▸ Exercise task: Copy the Nepal travel blog post below word for word, from its first line to its last.

A Travellerspoint blog


Final post from Nepal

And so, as quickly as it began- it's over.

Our last day trekking was a quick one- after breakfast only about 45 minutes (down) from Dhanpus to our van to take us back to Kathmandu. I will suggest however that if you are considering starting your trek by heading to Dhampus as your first stop, beware. Most of the hike down we commented how tiring it would be to do this in reverse- as it was a solid 45 minutes of navigating uneven steps down the side of the mountain. But- who doesn't love a challenge?

As we are starting to have local haunts on this trip- we hit up the Hilltop for one last round of Nepal Ice and veg curry. The boys at Hilltop were polite as always, and for a highway rest stop, the food really cannot be beat. If you're headed between Kathmandu and Pokhara, we highly recommend this place. Who knows- maybe you'll spot the two boys sporting Canada pins.

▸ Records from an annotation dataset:
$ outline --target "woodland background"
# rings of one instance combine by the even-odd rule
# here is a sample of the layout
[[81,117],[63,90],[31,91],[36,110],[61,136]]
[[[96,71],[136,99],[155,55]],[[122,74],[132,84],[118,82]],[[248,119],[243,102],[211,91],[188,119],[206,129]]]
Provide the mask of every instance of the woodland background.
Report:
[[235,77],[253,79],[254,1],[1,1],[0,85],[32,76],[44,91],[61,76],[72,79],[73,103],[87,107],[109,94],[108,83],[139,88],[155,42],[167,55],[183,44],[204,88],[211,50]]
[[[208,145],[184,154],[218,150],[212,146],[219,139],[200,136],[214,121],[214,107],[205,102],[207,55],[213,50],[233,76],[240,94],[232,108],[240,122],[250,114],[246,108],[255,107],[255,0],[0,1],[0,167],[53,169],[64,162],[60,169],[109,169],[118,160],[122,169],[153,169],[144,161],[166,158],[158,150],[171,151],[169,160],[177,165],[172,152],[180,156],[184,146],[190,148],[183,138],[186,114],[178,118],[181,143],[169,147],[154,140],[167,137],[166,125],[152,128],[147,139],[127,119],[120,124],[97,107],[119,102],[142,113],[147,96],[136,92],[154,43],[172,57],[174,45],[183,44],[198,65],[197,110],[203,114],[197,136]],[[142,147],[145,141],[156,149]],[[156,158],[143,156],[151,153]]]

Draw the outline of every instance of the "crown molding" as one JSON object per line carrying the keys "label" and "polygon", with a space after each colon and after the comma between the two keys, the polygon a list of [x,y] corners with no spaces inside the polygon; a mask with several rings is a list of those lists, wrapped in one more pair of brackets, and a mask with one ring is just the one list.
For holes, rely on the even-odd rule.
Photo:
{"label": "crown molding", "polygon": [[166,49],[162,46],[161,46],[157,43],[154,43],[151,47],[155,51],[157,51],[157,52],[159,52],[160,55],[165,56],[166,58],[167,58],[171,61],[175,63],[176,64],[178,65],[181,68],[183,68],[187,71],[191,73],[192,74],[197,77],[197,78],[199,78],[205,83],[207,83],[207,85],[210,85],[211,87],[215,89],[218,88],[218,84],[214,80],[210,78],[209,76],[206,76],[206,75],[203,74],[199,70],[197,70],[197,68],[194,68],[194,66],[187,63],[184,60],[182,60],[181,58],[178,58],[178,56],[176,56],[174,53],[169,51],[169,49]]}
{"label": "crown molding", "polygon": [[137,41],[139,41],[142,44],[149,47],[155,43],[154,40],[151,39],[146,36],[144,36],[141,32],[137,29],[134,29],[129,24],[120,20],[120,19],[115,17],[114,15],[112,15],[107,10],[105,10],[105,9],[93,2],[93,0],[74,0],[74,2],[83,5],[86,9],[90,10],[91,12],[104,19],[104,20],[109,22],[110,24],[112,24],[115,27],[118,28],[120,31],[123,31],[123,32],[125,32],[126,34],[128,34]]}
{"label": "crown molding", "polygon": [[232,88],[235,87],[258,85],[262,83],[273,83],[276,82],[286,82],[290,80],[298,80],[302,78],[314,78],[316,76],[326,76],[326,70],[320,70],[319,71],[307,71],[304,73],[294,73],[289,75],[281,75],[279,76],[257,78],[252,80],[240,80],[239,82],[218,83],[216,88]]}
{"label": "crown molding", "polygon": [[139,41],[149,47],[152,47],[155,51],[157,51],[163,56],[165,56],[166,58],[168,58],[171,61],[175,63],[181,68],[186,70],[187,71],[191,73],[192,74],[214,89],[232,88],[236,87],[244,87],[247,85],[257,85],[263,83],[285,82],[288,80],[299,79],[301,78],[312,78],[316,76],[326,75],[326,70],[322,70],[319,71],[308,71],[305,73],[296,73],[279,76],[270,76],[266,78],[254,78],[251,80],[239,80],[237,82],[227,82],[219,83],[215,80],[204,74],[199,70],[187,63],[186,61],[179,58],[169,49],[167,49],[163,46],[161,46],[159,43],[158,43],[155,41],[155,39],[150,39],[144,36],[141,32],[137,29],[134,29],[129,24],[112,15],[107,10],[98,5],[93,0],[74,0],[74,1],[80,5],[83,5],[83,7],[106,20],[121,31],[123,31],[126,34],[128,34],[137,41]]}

▸ Solution:
A Travellerspoint blog


Final post from Nepal

And so, as quickly as it began- it's over.

Our last day trekking was a quick one- after breakfast only about 45 minutes (down) from Dhanpus to our van to take us back to Kathmandu. I will suggest however that if you are considering starting your trek by heading to Dhampus as your first stop, beware. Most of the hike down we commented how tiring it would be to do this in reverse- as it was a solid 45 minutes of navigating uneven steps down the side of the mountain. But- who doesn't love a challenge?

As we are starting to have local haunts on this trip- we hit up the Hilltop for one last round of Nepal Ice and veg curry. The boys at Hilltop were polite as always, and for a highway rest stop, the food really cannot be beat. If you're headed between Kathmandu and Pokhara, we highly recommend this place. Who knows- maybe you'll spot the two boys sporting Canada pins.